Selected passage
________________________________________

India reacts sharply to U.S. criticism over democracy and rights

An attendee holds U.S. and India’s flags as they gather on the South Lawn of the White House to watch an official State Arrival ceremony as U.S. President Joe Biden hosts India’s Prime Minister Narendra Modi for a State Visit at the White House in Washington, U.S., June 22, 2023. REUTERS/Kevin Lamarque/File Photo

NEW DELHI – After the Indian government last week arrested opposition leader Arvind Kejriwal in a case of alleged corruption just weeks before a national election, U.S. and German officials issued public statements gently reminding India about the importance of the rule of law.

The response from New Delhi was anything but gentle. Instead, it reflected the tough new brand of diplomacy embraced by Prime Minister Narendra Modi and cheered by his nationalist supporters.

The Indian Foreign Ministry immediately summoned German and U.S. diplomats for a dressing-down in New Delhi. It lashed out at Washington for “casting aspersions” and making “completely unacceptable” comments about India’s internal affairs after the State Department reiterated its concerns about Kejriwal’s arrest and the freezing of an opposition party’s campaign funds.

On Thursday, March 28, Vice President Jagdeep Dhankhar raised a complaint frequently heard among Modi’s supporters: that the United States is moralizing, overbearing and prone to meddling.

“There are people in the world who want to lecture us on our judicial behavior,” Dhankhar told the American Bar Association at a conference in New Delhi. Dhankhar went on to dismiss U.S. officials’ recent comments about a controversial new Indian citizenship law as “ignorant.”

“We are not a nation to get scriptures from others,” Dhankhar said. “We are a nation with a civilizational ethos of more than 5,000 years.”

The shift in tone is one facet of India’s changing face as it grows into global power under Modi. The Biden administration has assiduously wooed the Indian prime minister as a geopolitical partner and invested heavily in deepening technology cooperation with the world’s fifth-largest economy.

“This seems to be a trend the last few years with the foreign minister very vocally articulating a sense that India will also push back unlike in the past, when India would absorb some of these challenges,” said Harsh V. Pant, vice president of studies and foreign policy at the Observer Research Foundation, a think tank that has ties with the Indian Foreign Ministry. “This is a more self-assured government that says, ‘Look, we’re doing well, we’re coming back to power, we’re very comfortable politically, and we represent a wide swath of opinion that wants us to reflect that confidence.’”

________________________________________

Exercise requirements
In the article on India's reaction to U.S. criticism, which audience was Vice President Jagdeep Dhankhar addressing when he said some people want to lecture India on its judicial behavior? Please answer in one sentence. These records come from a separate source, not from the article.

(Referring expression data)

________________________________________

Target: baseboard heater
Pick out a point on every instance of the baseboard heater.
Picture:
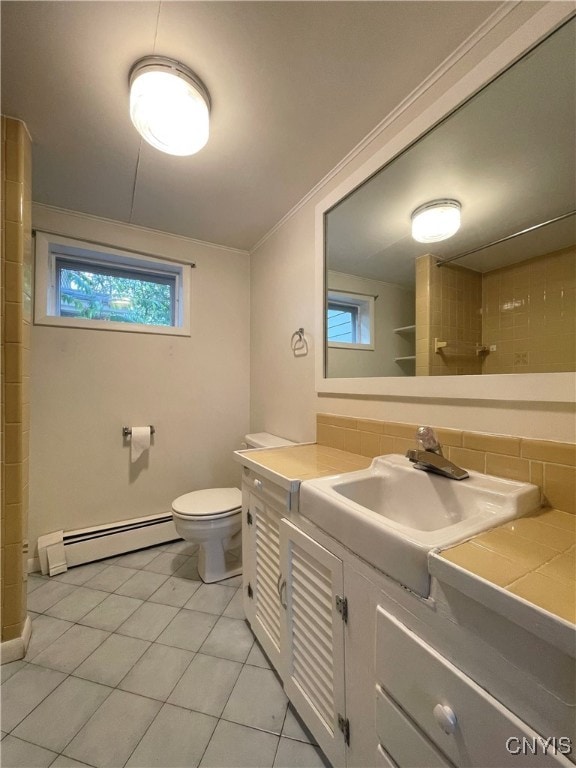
(61, 550)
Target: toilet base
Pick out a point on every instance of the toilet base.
(215, 563)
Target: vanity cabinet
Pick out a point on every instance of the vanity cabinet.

________________________________________

Solved problem
He was speaking to the American Bar Association at a conference in New Delhi.